◆ **Passage shown**:
As farewell notes go, it reads more like the work of a swashbuckling war correspondent than a communique from Her Majesty’s diplomatic corps. There are diatribes against corrupt politicians and warlords, encounters with divas and rappers, and even a gleeful tale of being offered a buttock implant.

Yet it comes not from the pen of some modern-day Hemingway but Tom Fletcher, Her Majesty’s Ambassador to Lebanon, whose colourful valedictory notice after a four-year posting has broken with centuries of HMG tradition. Not just because of its impassioned, unstuffy prose- but because people outside of the dusty corridors of the Foreign Office have bothered to read it.

In contrast to the vast majority of articles written by serving ambassadors, most of which are studies in inoffensive blandness, Mr Fletcher’s punchy recollections on his time have proved a huge hit in Lebanon since he published them last week.

His praise of the country for taking in refugees from neighbouring Syria, and for not succumbing to the war engulfing the wider region, has seen his piece go viral on the Internet, with some Lebanese even suggesting he should lead the country.

“Tom’s words are inspirational and real. I would question if a Lebanese person could speak of the country and its potential like this,” said one comment on his blog. Another added: “I would have campaigned for you to become a president ‘cos you love this country.”

Oxford-educated Mr Fletcher, a rising star in the Foreign Office who has acted as a policy adviser to David Cameron, arrived in Lebanon in autumn 2011, just as the Arab Spring was igniting the deadly conflict in neighbouring Syria.

As well as helping the British government make sense of it all, his job has been to encourage peace and implement a UK-run training programme for the Lebanese army.

Or, as his distinctly non-mandarin style puts it: “Warlords and wasta (corruption). Machiavellis and mafia. Guns, greed and God. Game of Thrones with RPGs. Human rights and hummus rights … Your politics are also daunting, for ambassadors as well as Lebanese citizens. When we think we’ve hit bottom, we hear a faint knocking sound below.”

Despite what must have often been a thankless task, given that the war in Syria has done nothing but escalate since his arrival, Mr Fletcher appears to have taken to his posting with gusto.

◆ **Dataset**:
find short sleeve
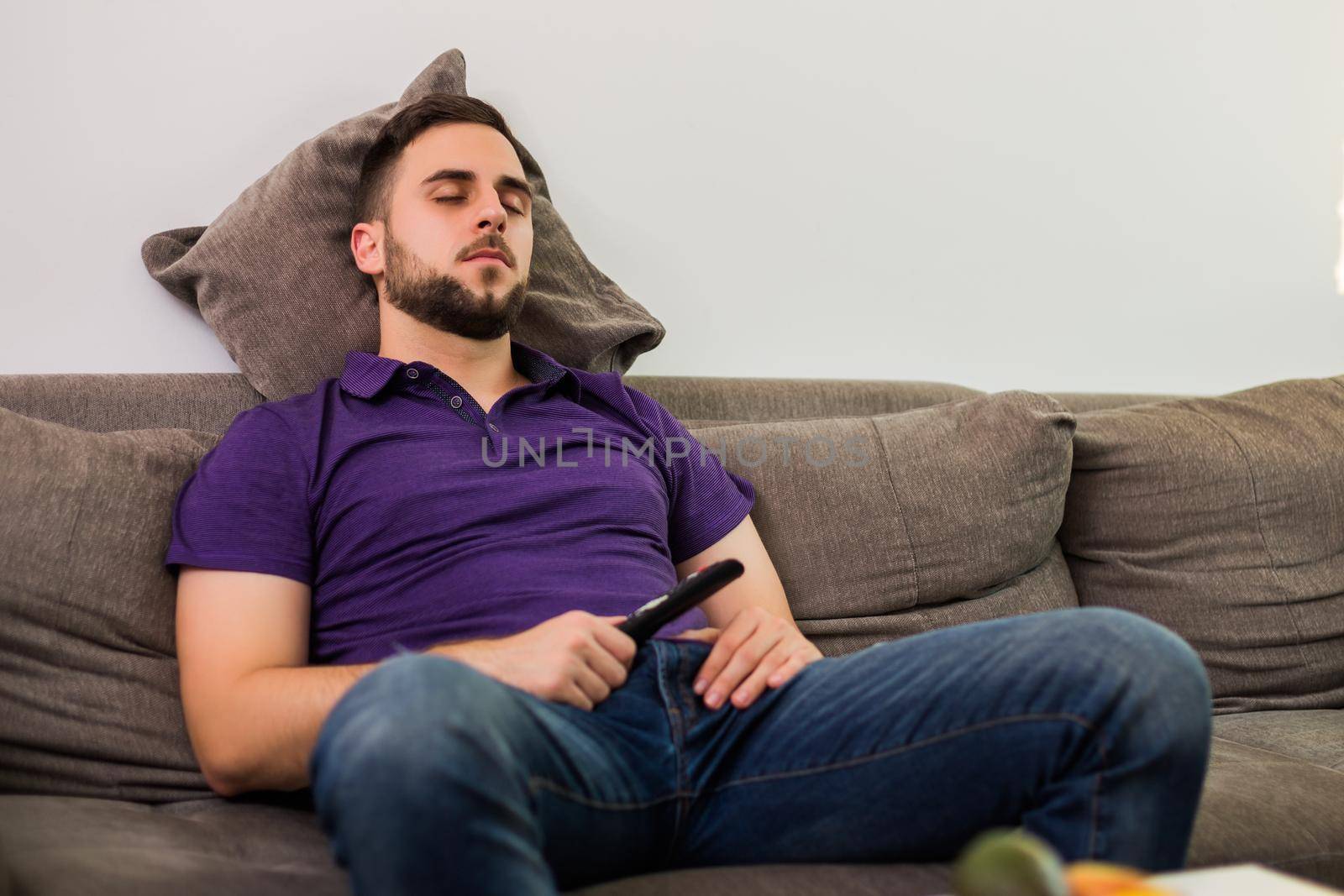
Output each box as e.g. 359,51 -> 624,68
164,406 -> 313,585
627,387 -> 755,563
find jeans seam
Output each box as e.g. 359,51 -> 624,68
527,775 -> 685,809
704,712 -> 1110,858
648,638 -> 695,864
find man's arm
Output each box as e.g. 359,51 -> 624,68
177,564 -> 489,797
676,513 -> 798,629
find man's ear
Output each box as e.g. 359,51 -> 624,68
349,222 -> 387,275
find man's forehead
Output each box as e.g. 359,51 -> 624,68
403,123 -> 524,176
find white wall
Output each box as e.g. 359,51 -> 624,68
0,0 -> 1344,394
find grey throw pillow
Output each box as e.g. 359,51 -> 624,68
141,50 -> 665,401
1059,376 -> 1344,715
690,390 -> 1078,654
0,408 -> 219,802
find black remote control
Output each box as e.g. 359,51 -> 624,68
616,560 -> 742,646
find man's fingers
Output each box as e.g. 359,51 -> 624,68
692,612 -> 757,710
704,626 -> 784,710
728,639 -> 797,710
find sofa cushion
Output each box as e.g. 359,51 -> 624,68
1059,376 -> 1344,715
141,50 -> 665,401
0,797 -> 968,896
0,408 -> 219,802
690,390 -> 1077,654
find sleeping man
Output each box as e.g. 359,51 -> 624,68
165,94 -> 1211,896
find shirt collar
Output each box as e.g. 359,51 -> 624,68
340,338 -> 583,403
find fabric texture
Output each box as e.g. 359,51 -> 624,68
141,50 -> 665,401
307,607 -> 1211,896
164,340 -> 755,663
1059,376 -> 1344,713
0,408 -> 219,802
682,390 -> 1077,654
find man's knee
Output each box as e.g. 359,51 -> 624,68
309,652 -> 509,787
1068,607 -> 1212,753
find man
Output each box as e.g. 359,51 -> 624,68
165,96 -> 1211,894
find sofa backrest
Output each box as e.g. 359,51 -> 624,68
0,374 -> 1188,434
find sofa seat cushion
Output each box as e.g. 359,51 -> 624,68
1187,731 -> 1344,887
0,794 -> 349,896
1059,376 -> 1344,715
690,390 -> 1078,656
0,408 -> 219,802
0,795 -> 968,896
1214,710 -> 1344,775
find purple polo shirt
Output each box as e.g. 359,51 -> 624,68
164,340 -> 755,663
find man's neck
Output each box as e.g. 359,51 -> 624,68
378,327 -> 531,411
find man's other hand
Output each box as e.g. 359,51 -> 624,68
677,605 -> 822,710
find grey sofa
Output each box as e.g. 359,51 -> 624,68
0,374 -> 1344,896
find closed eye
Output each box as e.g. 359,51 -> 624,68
434,196 -> 527,215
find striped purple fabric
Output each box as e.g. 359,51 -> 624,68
164,340 -> 755,663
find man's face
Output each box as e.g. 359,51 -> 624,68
373,123 -> 533,340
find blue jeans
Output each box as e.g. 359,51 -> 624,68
309,607 -> 1212,896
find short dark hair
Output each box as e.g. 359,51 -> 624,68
354,92 -> 522,223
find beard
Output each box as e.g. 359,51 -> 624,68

◆ **The problem**:
In the article on Tom Fletcher's farewell note, when did he arrive in Lebanon?

◆ **Exercise result**:
In autumn 2011.